▸ **Information given**
----

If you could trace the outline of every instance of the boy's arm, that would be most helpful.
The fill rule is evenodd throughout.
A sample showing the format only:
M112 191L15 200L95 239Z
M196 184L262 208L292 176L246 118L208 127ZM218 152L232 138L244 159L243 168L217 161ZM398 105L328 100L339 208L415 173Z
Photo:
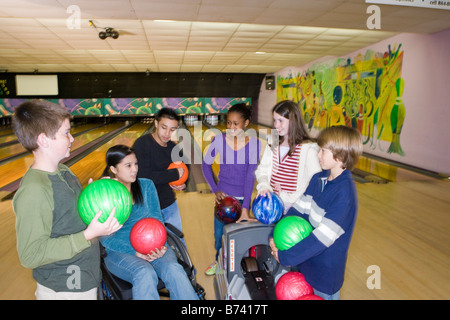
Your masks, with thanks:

----

▸ **What you will do**
Write out exactly the lines from the line holding "M196 184L262 208L292" through the last line of the records above, inclusive, and nothing more. Leave out the pictures.

▸ **Response area**
M196 184L262 208L292 176L246 118L208 127ZM218 152L232 138L244 159L243 168L217 161ZM398 105L328 100L339 208L415 173Z
Photo:
Your masks, with thanks:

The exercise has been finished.